== Job 1 ==
According to the AutoNeural README, what size feature map does the Multi-Scale Fusion Adapter (MSFA) produce?

━━━

AutoNeural / README.md

Update README.md

82b0c74 verified about 2 months ago

4.14 kB

	# Overview

	AutoNeural is a next-generation, NPU-native multimodal vision–language model co-designed from the ground up for real-time, on-device inference. Instead of adapting GPU-first architectures, AutoNeural redesigns both vision encoding and language modeling for the constraints and capabilities of NPUs—achieving 14× faster latency, 7× lower quantization error, and real-time automotive performance even under aggressive low-precision settings.

	AutoNeural integrates:

	* A MobileNetV5-based vision encoder with depthwise separable convolutions.
	* A Liquid AI hybrid Transformer-SSM language backbone that dramatically reduces KV-cache overhead.
	* A normalization-free MLP connector tailored for quantization stability.
	* Mixed-precision W8A16 (vision) and W4A16 (language) inference validated on real Qualcomm NPUs.

	AutoNeural powers real-time cockpit intelligence including in-cabin safety, out-of-cabin awareness, HMI understanding, and visual + conversational function calls, as demonstrated in the on-device results (Page 6 figure) .

	---

	# Key Features

	### 🔍 MobileNetV5 Vision Encoder (300M)

	Optimized for edge hardware, with:

	* Depthwise separable convolutions for low compute and bounded activations.
	* Local attention bottlenecks only in late stages for efficient long-range reasoning.
	* Multi-Scale Fusion Adapter (MSFA) producing a compact 16×16×2048 feature map.
	* Stable INT8/16 behavior with minimal post-quantization degradation.

	Yields 5.8× – 14× speedups over ViT baselines across 256–768 px inputs.

	---

	### 🧠 Hybrid Transformer-SSM Language Backbone (1.2B)

	Designed for NPU memory hierarchies:

	* 5:1 ratio of SSM layers to Transformer attention layers
	* Linear-time gated convolution layers for most steps
	* Tiny rolling state instead of KV-cache → up to 60% lower memory bandwidth
	* W4A16 stable quantization across layers

	---

	### 🔗 Normalization-Free Vision–Language Connector

	A compact 2-layer MLP using SiLU, deliberately removing RMSNorm to avoid unstable activation ranges during static quantization.

━━━

== Job 2 ==
Reproduce the records below word for word, from their first line through the line that contains "0, 350, 128, 385", with both of those lines included.

Items from a data source
━━━

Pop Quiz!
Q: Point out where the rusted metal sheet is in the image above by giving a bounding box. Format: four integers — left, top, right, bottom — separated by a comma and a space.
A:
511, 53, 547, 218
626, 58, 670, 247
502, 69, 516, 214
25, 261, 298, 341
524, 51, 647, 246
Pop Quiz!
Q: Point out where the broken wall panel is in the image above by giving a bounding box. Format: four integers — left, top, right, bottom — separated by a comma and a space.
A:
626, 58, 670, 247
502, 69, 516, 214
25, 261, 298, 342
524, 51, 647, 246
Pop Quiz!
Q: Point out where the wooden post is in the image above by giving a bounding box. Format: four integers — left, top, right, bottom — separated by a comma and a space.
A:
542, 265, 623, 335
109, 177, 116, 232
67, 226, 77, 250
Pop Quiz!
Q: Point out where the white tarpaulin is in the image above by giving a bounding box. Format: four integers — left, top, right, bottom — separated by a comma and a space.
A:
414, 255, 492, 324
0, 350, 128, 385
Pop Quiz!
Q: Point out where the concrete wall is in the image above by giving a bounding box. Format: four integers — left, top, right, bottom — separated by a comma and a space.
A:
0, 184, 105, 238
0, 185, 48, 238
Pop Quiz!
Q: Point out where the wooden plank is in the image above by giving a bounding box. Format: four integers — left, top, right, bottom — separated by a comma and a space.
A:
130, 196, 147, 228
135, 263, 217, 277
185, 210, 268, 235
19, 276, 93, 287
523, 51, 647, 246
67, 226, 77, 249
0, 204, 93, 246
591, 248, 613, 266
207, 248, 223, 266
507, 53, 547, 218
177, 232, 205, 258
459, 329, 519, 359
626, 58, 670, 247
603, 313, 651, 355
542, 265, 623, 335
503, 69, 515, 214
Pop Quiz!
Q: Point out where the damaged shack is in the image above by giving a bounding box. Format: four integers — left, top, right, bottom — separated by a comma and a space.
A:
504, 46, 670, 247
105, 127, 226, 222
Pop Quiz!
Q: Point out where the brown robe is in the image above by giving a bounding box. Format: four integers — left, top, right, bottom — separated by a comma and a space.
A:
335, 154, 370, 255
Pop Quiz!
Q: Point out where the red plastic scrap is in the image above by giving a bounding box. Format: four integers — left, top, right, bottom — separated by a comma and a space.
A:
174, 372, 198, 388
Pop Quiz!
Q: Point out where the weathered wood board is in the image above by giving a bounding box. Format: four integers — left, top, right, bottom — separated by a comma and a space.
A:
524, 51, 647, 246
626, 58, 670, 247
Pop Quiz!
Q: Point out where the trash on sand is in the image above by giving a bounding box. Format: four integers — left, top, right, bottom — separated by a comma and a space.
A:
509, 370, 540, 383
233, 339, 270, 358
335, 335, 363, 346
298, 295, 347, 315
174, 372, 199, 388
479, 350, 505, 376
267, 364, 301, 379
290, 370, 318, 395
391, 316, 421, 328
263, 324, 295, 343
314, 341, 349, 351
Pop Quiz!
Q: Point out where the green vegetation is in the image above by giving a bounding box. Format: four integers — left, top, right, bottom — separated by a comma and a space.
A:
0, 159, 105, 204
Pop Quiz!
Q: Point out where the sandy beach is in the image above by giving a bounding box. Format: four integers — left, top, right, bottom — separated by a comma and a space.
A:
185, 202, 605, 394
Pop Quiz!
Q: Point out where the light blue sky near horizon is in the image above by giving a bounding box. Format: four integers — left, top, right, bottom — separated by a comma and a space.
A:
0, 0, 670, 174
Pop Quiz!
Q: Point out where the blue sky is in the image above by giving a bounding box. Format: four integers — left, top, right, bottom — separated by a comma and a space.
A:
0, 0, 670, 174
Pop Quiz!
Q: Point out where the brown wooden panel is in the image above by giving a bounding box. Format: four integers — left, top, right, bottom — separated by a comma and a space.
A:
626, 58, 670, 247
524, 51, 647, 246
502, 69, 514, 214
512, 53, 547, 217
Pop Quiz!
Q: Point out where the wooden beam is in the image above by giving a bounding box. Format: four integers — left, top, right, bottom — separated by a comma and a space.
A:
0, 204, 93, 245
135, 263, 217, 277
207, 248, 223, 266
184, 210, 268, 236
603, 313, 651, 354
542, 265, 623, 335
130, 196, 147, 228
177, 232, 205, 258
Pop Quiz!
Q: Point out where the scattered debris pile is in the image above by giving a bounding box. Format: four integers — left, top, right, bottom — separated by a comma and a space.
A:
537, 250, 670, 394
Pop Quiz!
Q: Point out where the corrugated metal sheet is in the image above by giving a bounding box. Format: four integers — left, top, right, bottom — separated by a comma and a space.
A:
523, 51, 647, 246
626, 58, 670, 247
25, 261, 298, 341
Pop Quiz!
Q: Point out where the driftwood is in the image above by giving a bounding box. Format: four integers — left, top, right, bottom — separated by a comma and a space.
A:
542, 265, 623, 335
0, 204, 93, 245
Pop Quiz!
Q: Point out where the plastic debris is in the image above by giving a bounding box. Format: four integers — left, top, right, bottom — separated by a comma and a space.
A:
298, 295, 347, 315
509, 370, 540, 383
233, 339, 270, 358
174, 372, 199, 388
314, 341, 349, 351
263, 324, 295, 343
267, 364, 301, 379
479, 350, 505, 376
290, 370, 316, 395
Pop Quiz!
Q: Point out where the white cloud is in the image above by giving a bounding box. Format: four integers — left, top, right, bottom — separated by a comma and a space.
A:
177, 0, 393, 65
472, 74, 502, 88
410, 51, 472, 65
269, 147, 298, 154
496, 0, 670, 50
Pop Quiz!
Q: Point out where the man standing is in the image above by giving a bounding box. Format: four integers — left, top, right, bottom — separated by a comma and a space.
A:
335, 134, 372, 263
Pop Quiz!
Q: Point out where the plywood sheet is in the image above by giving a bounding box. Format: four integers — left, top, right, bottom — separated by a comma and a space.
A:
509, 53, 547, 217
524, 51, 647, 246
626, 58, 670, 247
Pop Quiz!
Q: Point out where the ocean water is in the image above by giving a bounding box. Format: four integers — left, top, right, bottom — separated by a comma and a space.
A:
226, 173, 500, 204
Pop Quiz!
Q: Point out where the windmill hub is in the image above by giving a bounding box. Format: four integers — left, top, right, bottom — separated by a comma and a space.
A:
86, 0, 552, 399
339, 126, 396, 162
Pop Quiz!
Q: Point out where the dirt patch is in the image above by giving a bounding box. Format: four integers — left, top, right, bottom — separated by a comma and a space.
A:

━━━

== Exercise solution 1 ==
A compact 16×16×2048 feature map.

== Exercise solution 2 ==
Pop Quiz!
Q: Point out where the rusted metal sheet is in the image above by giving a bounding box. Format: four integers — left, top, right, bottom — separated by a comma and a space.
A:
511, 53, 547, 218
626, 58, 670, 247
502, 69, 516, 214
25, 261, 298, 341
524, 51, 647, 246
Pop Quiz!
Q: Point out where the broken wall panel is in the image above by giving a bounding box. Format: four integers — left, top, right, bottom — separated by a comma and a space.
A:
626, 58, 670, 247
502, 69, 516, 214
25, 261, 298, 342
524, 51, 647, 246
Pop Quiz!
Q: Point out where the wooden post is in the image above by giving a bounding box. Format: four integers — left, top, right, bottom — separated by a comma and a space.
A:
542, 265, 623, 335
109, 177, 116, 232
67, 226, 77, 250
Pop Quiz!
Q: Point out where the white tarpaulin is in the image above by giving a bounding box. Format: four integers — left, top, right, bottom — separated by a comma and a space.
A:
414, 255, 492, 324
0, 350, 128, 385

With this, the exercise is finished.